◆ **Short task**
Locate the line that contains "the white wall". Copy it and every following line through the end of the records, exactly, and include nothing else.

Collection entries:
# # # # #

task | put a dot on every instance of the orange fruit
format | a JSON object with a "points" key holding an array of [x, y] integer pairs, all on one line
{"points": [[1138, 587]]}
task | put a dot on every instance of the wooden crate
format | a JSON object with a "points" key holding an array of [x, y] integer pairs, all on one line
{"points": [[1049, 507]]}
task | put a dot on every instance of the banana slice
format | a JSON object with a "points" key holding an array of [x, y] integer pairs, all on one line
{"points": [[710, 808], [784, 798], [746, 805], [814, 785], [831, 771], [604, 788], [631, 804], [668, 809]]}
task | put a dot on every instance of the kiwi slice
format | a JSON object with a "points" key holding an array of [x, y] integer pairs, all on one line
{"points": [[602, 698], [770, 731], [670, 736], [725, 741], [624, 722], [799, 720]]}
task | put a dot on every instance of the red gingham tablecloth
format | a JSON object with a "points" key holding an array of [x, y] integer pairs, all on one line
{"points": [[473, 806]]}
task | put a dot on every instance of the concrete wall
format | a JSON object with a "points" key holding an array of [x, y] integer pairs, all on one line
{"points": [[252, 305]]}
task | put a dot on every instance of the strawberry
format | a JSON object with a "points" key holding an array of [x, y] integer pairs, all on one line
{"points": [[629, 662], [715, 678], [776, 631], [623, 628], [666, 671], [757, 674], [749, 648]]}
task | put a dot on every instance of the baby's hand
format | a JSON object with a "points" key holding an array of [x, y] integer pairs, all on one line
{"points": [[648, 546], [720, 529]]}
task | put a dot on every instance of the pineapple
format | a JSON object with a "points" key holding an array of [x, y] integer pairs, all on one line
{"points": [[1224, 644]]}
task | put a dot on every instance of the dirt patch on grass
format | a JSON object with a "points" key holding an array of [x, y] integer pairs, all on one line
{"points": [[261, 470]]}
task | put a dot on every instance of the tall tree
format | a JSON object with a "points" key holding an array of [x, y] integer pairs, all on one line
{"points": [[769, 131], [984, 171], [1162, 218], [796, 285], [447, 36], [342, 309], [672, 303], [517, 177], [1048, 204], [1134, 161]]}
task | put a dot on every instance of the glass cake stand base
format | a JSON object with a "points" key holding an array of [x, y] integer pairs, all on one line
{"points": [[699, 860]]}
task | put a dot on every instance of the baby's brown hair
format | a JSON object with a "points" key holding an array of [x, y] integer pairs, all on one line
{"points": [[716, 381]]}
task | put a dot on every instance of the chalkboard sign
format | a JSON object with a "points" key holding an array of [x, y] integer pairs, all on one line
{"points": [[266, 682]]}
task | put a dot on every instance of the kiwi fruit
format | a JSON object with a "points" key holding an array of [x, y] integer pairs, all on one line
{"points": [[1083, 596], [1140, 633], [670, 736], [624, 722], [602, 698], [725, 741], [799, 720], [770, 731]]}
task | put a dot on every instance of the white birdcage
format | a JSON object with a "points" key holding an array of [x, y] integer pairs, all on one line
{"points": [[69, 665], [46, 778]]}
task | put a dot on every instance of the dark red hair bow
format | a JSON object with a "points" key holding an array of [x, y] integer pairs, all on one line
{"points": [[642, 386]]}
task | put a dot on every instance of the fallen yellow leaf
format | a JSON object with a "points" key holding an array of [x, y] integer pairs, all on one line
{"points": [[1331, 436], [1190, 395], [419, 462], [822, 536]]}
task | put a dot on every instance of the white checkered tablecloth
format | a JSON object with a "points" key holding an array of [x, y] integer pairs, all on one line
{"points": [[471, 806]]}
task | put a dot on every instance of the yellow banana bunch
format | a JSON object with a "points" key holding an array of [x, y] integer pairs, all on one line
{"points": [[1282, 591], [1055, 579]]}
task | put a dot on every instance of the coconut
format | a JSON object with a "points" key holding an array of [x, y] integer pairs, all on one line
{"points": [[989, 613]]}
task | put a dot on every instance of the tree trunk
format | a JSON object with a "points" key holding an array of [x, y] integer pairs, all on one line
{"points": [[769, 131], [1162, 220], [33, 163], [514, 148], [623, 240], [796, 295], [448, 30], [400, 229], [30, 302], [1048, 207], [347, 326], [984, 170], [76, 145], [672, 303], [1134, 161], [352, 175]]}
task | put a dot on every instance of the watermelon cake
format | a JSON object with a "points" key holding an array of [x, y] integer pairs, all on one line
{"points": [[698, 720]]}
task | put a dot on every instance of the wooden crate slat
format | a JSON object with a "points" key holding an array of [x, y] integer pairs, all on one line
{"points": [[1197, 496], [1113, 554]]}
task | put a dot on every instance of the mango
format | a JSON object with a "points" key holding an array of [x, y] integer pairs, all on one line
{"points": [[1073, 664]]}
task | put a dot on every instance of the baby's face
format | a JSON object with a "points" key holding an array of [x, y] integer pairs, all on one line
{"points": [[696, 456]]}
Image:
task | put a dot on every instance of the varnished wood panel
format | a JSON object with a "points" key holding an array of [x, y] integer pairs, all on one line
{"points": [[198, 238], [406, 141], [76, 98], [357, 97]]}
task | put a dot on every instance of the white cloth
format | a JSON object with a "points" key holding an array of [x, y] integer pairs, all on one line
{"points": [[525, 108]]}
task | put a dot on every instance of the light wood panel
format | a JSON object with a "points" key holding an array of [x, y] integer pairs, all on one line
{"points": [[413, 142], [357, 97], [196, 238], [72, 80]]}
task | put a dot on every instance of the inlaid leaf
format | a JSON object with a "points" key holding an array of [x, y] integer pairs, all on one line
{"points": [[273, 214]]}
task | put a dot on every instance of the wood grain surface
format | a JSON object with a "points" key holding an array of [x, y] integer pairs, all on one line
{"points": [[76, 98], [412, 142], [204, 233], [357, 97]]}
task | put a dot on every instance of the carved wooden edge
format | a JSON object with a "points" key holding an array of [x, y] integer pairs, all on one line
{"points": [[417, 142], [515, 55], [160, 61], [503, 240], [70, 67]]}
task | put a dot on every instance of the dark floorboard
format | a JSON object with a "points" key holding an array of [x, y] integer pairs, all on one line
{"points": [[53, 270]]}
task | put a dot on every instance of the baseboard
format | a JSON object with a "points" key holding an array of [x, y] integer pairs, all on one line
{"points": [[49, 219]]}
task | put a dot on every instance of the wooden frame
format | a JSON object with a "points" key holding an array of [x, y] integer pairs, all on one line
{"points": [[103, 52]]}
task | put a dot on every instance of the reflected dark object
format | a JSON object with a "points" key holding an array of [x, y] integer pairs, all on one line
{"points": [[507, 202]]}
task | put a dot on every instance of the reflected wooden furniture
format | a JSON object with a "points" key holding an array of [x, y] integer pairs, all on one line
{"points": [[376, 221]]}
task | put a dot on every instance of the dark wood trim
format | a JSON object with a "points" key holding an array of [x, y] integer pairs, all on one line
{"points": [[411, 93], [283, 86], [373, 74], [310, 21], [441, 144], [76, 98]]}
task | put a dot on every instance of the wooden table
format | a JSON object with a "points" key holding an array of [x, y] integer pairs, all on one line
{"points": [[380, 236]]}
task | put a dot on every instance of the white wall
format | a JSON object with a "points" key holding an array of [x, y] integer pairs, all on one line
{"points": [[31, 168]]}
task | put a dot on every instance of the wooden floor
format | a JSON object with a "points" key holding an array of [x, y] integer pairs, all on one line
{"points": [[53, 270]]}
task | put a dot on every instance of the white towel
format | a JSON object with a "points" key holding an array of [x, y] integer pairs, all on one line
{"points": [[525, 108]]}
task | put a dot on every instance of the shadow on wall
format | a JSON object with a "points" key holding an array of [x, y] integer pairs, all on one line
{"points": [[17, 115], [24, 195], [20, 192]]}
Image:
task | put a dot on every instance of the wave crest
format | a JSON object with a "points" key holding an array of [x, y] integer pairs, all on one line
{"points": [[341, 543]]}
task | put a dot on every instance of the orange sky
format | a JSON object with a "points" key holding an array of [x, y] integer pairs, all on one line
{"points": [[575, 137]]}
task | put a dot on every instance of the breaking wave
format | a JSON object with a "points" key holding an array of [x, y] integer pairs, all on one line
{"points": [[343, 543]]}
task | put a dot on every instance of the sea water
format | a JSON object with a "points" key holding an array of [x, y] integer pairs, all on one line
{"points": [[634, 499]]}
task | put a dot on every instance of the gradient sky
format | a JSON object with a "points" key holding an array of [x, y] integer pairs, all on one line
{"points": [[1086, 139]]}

# # # # #

◆ **Response**
task | put a dot on every instance of the white wall
format | a JSON object with a "points" key holding an array of [x, y] integer pairs, all on one line
{"points": [[31, 168]]}
task | put a dot on every instance of the wooden floor
format | a JSON object with a "points" key holding an array of [x, y] integer pairs, all on one line
{"points": [[53, 270]]}
task | put a dot on every instance of the white towel
format | a JSON object with a "points" key holding an array of [x, y] integer pairs, all on one line
{"points": [[525, 108]]}
task | put a dot on every instance of the shadow on wall
format | a JSON object with a "points" key holding an array of [x, y] integer pairs, all on one line
{"points": [[17, 115], [24, 195], [20, 192]]}
Image:
task | put a dot on every instance of the wave crest
format | a JSON object with a "points" key holding an array of [x, y] integer pairs, all on one line
{"points": [[341, 543]]}
task | put a dot on every instance of the orange sky
format | a JSON object with a "points" key holding an array of [x, y] integer pairs, all on one line
{"points": [[575, 137]]}
task | put a dot on every instance of the breaking wave
format | a JSON object with a "points" key holding an array of [x, y] integer pairs, all on one line
{"points": [[343, 543]]}
task | put a dot on every instance of the sea water
format | a JSON object with a "points" key holding an array of [x, y] integer pairs, all on one line
{"points": [[634, 499]]}
task | put a dot on every instance of the gradient sky
format | a JSON object with a "points" key holding an array of [x, y] integer pairs, all on one line
{"points": [[1086, 139]]}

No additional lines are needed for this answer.